# OBJECTIVE:
Please copy out, without any changes, the part of the items below that begins with the line containing "red sprinkle, each" (that line included) and continues through the end of the items.

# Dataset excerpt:
(begin)
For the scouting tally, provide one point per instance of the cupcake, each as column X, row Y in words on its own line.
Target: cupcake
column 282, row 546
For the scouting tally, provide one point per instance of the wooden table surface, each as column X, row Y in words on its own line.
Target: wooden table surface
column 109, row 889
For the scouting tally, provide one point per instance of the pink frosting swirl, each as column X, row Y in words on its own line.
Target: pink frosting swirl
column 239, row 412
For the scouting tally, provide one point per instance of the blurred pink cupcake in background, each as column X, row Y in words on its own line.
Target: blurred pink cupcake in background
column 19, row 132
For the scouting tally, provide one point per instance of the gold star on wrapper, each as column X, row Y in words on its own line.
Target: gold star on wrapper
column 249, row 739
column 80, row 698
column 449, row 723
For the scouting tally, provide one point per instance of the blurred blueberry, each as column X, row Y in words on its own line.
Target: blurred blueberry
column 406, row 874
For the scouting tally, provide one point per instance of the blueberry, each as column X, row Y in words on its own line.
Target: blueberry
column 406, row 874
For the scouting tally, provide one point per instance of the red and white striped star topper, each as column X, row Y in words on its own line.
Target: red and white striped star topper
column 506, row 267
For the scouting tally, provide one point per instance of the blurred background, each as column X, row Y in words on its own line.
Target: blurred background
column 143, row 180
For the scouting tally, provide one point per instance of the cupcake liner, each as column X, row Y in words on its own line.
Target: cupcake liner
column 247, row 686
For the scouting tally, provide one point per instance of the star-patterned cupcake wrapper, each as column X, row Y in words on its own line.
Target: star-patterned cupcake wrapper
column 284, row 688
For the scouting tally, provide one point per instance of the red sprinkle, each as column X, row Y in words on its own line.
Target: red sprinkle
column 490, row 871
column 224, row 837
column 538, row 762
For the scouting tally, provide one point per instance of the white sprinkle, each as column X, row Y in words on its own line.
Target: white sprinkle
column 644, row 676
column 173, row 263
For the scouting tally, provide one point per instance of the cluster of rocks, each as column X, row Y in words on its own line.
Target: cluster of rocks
(end)
# WORKED ANSWER:
For the scouting tally, provide one point per instance of the red sprinkle, each as column X, row Y in words on its own line.
Target: red sprinkle
column 490, row 871
column 224, row 837
column 538, row 762
For the scouting tally, provide one point per instance of the white sprinkle, each as column X, row Y in words on its own line.
Target: white sprinkle
column 644, row 676
column 173, row 263
For the scouting tally, provide one point per instance of the cluster of rocks, each as column X, row Y in words on its own line.
Target: cluster of rocks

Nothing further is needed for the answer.